▸ **Task to carry out**
Return the material below word for word, with every line unchanged.

▸ **Material supplied**
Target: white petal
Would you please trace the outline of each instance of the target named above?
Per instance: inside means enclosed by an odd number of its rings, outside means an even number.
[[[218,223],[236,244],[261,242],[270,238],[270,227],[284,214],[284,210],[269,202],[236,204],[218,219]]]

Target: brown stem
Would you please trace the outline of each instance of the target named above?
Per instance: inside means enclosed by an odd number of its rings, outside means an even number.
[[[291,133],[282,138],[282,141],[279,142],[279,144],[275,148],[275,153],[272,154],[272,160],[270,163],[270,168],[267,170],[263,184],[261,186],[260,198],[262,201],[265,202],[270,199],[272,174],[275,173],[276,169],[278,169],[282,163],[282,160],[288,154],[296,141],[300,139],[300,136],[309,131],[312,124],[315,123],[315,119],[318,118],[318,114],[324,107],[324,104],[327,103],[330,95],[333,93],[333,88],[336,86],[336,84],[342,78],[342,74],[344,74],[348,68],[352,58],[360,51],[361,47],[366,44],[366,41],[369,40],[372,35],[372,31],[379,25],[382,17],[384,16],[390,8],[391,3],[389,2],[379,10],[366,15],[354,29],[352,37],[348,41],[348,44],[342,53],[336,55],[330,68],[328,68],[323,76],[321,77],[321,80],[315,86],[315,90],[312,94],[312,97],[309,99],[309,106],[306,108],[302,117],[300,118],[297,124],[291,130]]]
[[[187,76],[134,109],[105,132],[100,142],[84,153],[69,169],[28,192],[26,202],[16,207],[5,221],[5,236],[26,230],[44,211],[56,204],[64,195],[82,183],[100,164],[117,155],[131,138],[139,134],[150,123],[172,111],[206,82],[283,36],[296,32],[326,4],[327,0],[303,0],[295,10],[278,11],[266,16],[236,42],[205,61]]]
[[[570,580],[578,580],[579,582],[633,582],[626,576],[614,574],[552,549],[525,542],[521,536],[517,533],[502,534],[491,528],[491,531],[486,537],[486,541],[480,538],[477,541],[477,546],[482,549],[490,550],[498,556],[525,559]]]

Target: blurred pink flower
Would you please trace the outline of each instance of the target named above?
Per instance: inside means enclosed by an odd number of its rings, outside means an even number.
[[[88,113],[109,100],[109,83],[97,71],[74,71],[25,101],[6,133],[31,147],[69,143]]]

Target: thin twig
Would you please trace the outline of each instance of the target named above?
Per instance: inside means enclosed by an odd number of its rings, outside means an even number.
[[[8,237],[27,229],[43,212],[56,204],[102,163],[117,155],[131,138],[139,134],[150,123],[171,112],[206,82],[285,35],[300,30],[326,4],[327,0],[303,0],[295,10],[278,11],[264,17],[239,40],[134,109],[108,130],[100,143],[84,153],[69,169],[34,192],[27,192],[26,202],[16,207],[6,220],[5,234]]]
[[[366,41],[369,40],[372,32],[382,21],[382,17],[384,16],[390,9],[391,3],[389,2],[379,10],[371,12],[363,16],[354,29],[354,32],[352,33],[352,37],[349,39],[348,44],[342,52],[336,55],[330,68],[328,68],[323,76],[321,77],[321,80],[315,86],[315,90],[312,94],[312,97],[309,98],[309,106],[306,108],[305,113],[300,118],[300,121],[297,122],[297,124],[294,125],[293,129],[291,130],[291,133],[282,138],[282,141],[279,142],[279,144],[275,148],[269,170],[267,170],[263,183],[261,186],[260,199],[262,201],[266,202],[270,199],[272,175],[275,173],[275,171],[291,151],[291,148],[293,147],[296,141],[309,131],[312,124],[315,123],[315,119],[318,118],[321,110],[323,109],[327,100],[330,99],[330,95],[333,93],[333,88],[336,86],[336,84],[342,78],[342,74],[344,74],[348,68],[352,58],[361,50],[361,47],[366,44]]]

▸ **Solved exercise**
Target: white petal
Would you please trace the outline of each instance of the target named above?
Per instance: inside means enclosed by an odd number of its rings, outside means an even number.
[[[218,223],[236,244],[261,242],[270,238],[270,227],[284,214],[284,210],[269,202],[236,204],[218,219]]]

Target: brown stem
Would you please trace the outline of each instance of the target named above?
Per instance: inside means enclosed by an odd number of its rings, outside means an even number.
[[[291,133],[282,138],[282,141],[279,142],[279,144],[275,148],[275,153],[272,154],[272,160],[270,163],[270,168],[267,170],[263,184],[261,186],[260,198],[262,201],[265,202],[270,199],[272,174],[275,173],[276,169],[278,169],[282,163],[282,160],[288,154],[296,141],[300,139],[300,136],[309,131],[312,124],[315,123],[315,119],[318,118],[318,114],[324,107],[324,104],[327,103],[330,95],[333,93],[333,88],[336,86],[336,84],[342,78],[342,74],[344,74],[348,68],[352,58],[360,51],[361,47],[366,44],[366,41],[369,40],[372,35],[372,31],[379,25],[382,17],[384,16],[390,8],[391,3],[389,2],[379,10],[366,15],[354,29],[352,37],[348,41],[348,44],[342,53],[336,55],[330,68],[328,68],[323,76],[321,77],[321,80],[315,86],[315,90],[312,94],[312,97],[309,99],[309,106],[306,108],[302,117],[300,118],[297,124],[291,130]]]
[[[187,76],[134,109],[105,132],[100,142],[84,153],[69,169],[28,192],[26,202],[16,207],[5,221],[5,236],[26,230],[44,211],[56,204],[64,195],[82,183],[100,164],[117,155],[131,138],[139,134],[150,123],[172,111],[206,82],[283,36],[296,32],[326,4],[327,0],[303,0],[295,10],[278,11],[266,16],[236,42],[205,61]]]
[[[570,580],[578,580],[579,582],[633,582],[626,576],[614,574],[552,549],[525,542],[521,536],[517,533],[502,534],[491,528],[491,531],[486,537],[486,541],[480,538],[477,541],[477,546],[482,549],[490,550],[498,556],[525,559]]]

Target: blurred pink flower
Would you please trace the outline of each instance of the target named above?
Per instance: inside means enclosed by an odd number of its rings, outside means an even number.
[[[88,113],[109,100],[109,83],[97,71],[74,71],[25,101],[6,133],[31,147],[69,143]]]

Target: thin twig
Would you please trace the outline of each instance of the target named above?
Per instance: inside means enclosed by an odd number of its rings, outside means an even number.
[[[8,237],[27,229],[43,212],[56,204],[102,163],[117,155],[131,138],[139,134],[150,123],[171,112],[206,82],[285,35],[300,30],[326,4],[327,0],[303,0],[295,10],[278,11],[264,17],[239,40],[134,109],[108,130],[100,143],[84,153],[69,169],[34,192],[27,192],[26,202],[16,207],[6,220],[5,234]]]
[[[366,41],[369,40],[372,32],[382,21],[382,17],[384,16],[390,9],[391,3],[389,2],[379,10],[371,12],[363,16],[354,29],[354,32],[352,33],[352,37],[349,39],[348,44],[342,52],[336,55],[330,68],[328,68],[323,76],[321,77],[321,80],[315,86],[315,90],[312,94],[312,97],[309,98],[309,106],[306,108],[305,113],[300,118],[300,121],[297,122],[297,124],[294,125],[293,129],[291,130],[291,133],[282,138],[282,141],[279,142],[279,144],[275,148],[269,170],[267,170],[263,183],[261,186],[260,199],[262,201],[266,202],[270,199],[272,175],[275,173],[275,171],[291,151],[291,148],[293,147],[296,141],[309,131],[312,124],[315,123],[315,119],[318,118],[321,110],[323,109],[327,100],[330,99],[330,95],[333,93],[333,88],[336,86],[336,84],[342,78],[342,74],[344,74],[348,68],[352,58],[361,50],[361,47],[366,44]]]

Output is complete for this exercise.